* Excerpt:
Document Processor Development

The Document Processing Framework is the home for all global processing of Vespa input data (represented as Documents). It runs in the JDisc Container, and provides a development and hosting environment for processing components, and a model for composing such components developed by multiple development teams into a functional whole.

This document describes how to develop and deploy Document Processor components. For an introduction to the docproc framework, see Document Processing Design Goals and Features. To get started with development with the container, see Container developing. For reference, see the Document Processing Javadoc, and services.xml syntax reference.

Document Processors

The components of the docproc container are called document processors. A document processor is a component (usually deployed as part of an OSGi bundle) which extends the class com.yahoo.docproc.DocumentProcessor. All document processors must implement a single method:

public Progress process(Processing processing);
When the container receives a document operation, it will create a new Processing, and add the DocumentPuts, DocumentUpdates or DocumentRemoves to the List accessible through Processing.getDocumentOperations(). Furthermore, the call stack of the document processing chain in question will be copied to Processing.callStack(), so that document processors may freely modify the flow of control for this processing without affecting all other processings going on. After creation, the Processing is added to an internal queue.

A worker thread will retrieve a Processing from the input queue, and run its document operations through its call stack. A minimal, no-op document processor implementation is thus:

import com.yahoo.docproc.*;

public class SimpleDocumentProcessor extends DocumentProcessor {
    public Progress process(Processing processing) {
        return Progress.DONE;
    }
}

Clearly, the process() method should loop through all document operations in Processing.getDocumentOperations(), do whatever it sees fit to them, and return a Progress. It is acceptable for a document processor to throw an exception out of process().

public Progress process(Processing processing) {
    for (DocumentOperation op : processing.getDocumentOperations()) {
        if (op instanceof DocumentPut) {
            DocumentPut put = (DocumentPut) op;
            // TODO do something to 'put here
        } else if (op instanceof DocumentUpdate) {
            DocumentUpdate update = (DocumentUpdate) op;
            // TODO do something to 'update' here
        } else if (op instanceof DocumentRemove) {
            DocumentRemove remove = (DocumentRemove) op;
            // TODO do something to 'remove' here
        }
    }
    return Progress.DONE;
}
Possible outcomes of the process() method:

Progress.DONE
Returned if a document processor has successfully processed a Processing.
Progress.FAILED
Processing failed and the input message should return a fatal failure back to the feeding application, meaning that this application will not try to re-feed this document operation again.
Progress.LATER
The document processor wants to release the calling thread and be called again later. This is useful if e.g. calling an external service with high latency. The document processor may then save its state in the Processing and resume when called again later. There are no guarantees as to when the processor is called again with this Processing; it is simply appended to the back of the input queue.
Throwing a com.yahoo.docproc.TransientFailureException
Processing failed and the input message should return a transient failure back to the feeding application, meaning that this application may try to re-feed this document operation again.
Throwing any other RuntimeException
Same behavior as for Progress.FAILED.

By the use of Progress.LATER, this is an asynchronous model, where the processing of a document operation does not need to consume one thread for its entire lifespan. Note, however, that the document processors themselves are shared between all processing operations in a chain, and must thus be implemented in a thread-safe way.

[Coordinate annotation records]
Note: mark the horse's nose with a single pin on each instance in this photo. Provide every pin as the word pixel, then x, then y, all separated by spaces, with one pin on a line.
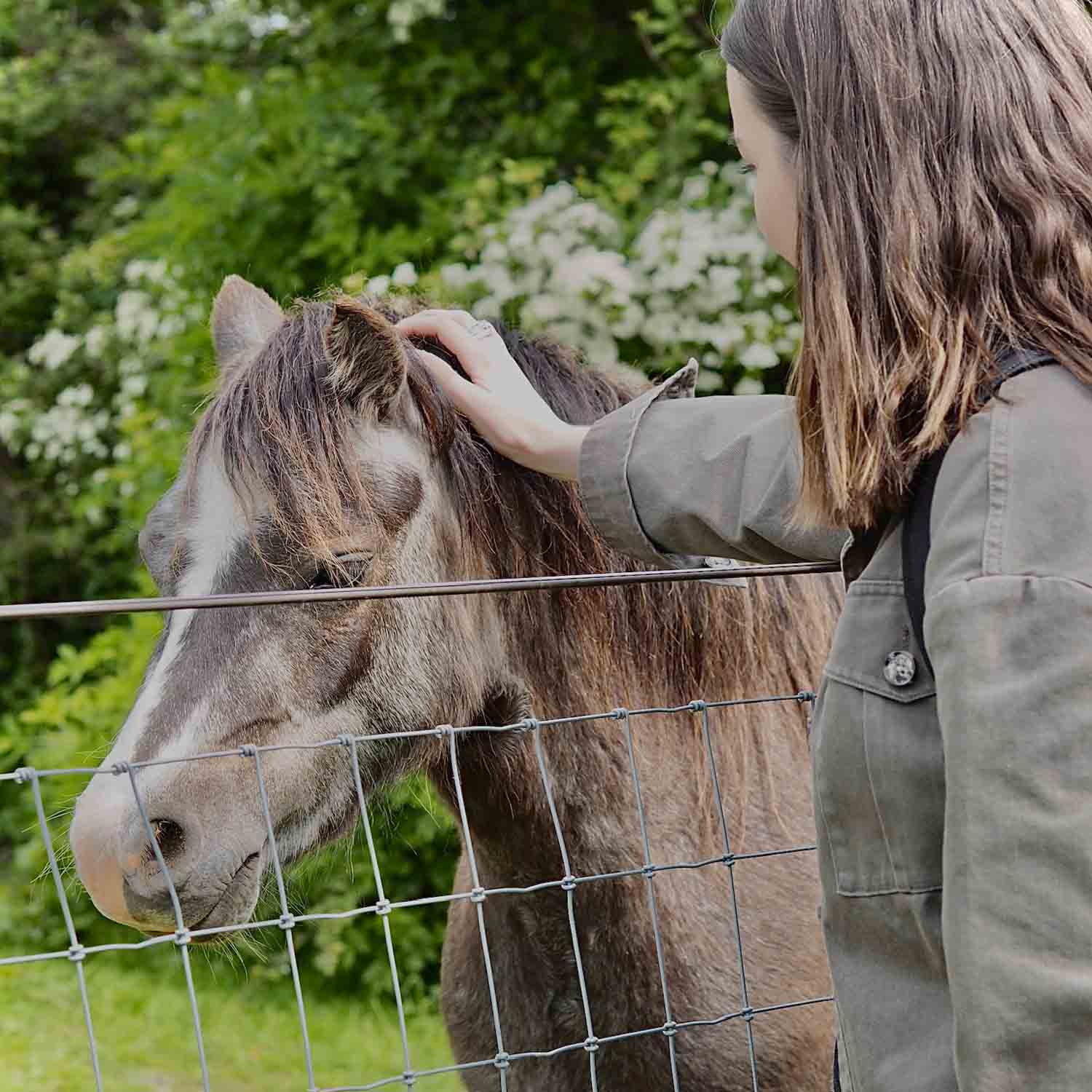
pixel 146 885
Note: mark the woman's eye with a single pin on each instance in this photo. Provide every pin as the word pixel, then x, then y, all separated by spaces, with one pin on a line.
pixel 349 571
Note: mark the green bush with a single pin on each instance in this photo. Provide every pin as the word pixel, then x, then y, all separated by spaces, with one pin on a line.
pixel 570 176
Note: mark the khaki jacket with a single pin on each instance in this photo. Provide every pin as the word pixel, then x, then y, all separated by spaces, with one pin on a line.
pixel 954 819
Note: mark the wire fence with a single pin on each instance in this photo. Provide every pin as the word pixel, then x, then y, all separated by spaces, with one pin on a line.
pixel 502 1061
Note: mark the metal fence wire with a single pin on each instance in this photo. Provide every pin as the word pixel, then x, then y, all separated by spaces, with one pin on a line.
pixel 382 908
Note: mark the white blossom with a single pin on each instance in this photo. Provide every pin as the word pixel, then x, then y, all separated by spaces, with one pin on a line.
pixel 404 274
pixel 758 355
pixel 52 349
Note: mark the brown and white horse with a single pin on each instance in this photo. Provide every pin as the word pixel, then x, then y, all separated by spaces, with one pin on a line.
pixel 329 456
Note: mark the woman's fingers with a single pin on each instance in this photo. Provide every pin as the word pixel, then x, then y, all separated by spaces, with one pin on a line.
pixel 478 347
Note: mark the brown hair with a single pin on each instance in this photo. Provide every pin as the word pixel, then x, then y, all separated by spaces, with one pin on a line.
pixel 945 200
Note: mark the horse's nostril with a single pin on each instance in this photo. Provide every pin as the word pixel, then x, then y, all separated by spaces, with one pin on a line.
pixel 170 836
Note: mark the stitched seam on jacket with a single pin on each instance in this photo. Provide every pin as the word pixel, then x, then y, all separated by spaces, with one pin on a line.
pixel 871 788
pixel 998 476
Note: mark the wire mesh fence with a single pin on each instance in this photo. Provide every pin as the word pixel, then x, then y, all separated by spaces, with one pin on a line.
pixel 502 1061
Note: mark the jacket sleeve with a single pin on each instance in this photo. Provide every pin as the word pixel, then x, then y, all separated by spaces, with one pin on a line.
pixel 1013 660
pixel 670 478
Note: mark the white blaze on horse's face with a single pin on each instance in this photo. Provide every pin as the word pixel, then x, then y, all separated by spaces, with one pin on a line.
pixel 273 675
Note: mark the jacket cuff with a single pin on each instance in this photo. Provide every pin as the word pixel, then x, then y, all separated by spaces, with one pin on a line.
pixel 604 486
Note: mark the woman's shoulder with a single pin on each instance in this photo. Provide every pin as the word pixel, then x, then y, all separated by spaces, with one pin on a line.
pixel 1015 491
* * *
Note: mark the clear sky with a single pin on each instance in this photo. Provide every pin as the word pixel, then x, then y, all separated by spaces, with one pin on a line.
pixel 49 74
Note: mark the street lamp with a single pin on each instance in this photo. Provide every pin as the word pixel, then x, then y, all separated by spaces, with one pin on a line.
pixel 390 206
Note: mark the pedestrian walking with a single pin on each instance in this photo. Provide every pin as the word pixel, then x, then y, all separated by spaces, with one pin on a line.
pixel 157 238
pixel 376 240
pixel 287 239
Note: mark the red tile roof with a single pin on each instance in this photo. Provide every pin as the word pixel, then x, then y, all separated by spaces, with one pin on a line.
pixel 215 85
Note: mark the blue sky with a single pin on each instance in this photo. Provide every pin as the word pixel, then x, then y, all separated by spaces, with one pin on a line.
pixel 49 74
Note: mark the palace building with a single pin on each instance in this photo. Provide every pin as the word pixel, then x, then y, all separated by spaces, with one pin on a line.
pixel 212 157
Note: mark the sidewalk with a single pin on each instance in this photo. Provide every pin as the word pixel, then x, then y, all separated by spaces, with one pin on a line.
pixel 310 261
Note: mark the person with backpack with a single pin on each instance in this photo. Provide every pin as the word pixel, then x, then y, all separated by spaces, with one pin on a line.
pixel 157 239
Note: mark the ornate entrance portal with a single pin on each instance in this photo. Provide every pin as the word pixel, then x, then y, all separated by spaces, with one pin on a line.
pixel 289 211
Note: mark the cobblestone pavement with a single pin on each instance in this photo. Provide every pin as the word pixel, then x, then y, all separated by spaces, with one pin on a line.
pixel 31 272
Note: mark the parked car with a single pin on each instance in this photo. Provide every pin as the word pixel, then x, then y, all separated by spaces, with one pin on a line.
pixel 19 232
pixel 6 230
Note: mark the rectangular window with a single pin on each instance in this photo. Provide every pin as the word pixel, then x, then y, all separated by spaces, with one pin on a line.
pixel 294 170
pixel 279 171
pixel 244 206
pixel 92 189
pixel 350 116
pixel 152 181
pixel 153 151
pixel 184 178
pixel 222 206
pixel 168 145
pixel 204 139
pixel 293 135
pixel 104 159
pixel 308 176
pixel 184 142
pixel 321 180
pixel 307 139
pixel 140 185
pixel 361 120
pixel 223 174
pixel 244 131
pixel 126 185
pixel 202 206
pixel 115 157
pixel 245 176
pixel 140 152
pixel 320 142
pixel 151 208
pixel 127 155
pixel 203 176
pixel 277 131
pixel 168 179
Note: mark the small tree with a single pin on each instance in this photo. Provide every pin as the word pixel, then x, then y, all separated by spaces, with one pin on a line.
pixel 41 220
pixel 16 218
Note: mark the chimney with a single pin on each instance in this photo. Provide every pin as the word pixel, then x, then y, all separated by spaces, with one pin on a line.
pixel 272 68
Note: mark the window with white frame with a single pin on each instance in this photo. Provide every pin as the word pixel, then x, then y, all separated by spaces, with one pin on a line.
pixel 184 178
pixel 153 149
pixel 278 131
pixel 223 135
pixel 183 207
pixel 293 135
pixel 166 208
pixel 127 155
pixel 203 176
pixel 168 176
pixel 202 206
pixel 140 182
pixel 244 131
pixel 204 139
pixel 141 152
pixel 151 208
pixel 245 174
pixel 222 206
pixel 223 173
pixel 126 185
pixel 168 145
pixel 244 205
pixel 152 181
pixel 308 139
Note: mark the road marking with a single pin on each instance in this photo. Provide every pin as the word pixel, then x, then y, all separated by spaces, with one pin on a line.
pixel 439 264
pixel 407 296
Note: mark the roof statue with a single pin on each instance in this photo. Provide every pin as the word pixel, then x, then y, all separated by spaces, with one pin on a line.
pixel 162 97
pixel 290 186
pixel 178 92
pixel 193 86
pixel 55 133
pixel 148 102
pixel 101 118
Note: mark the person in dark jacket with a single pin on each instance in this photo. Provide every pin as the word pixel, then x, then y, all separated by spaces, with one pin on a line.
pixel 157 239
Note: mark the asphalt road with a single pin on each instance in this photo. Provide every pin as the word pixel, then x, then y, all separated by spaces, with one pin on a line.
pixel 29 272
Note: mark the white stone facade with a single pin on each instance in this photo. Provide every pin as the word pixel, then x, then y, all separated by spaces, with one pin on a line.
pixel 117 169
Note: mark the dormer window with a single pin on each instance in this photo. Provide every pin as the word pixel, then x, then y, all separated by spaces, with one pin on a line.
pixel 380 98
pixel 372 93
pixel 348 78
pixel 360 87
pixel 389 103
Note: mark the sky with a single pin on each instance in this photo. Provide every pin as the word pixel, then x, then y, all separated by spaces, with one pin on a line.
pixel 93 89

* Requirements:
1) Reproduce the part of the document processor text between "Throwing any other" and "a thread-safe way.", inclusive.
2) Using the document processor text, answer each question below.
(a) Which class must every document processor extend?
(b) Where does a Processing go when its processor returns Progress.LATER?
(c) How must document processors be implemented, given that they are shared between all processing operations in a chain?

* Exercise answers:
1)
Throwing any other RuntimeException
Same behavior as for Progress.FAILED.

By the use of Progress.LATER, this is an asynchronous model, where the processing of a document operation does not need to consume one thread for its entire lifespan. Note, however, that the document processors themselves are shared between all processing operations in a chain, and must thus be implemented in a thread-safe way.

2)
(a) com.yahoo.docproc.DocumentProcessor
(b) It is appended to the back of the input queue.
(c) In a thread-safe way.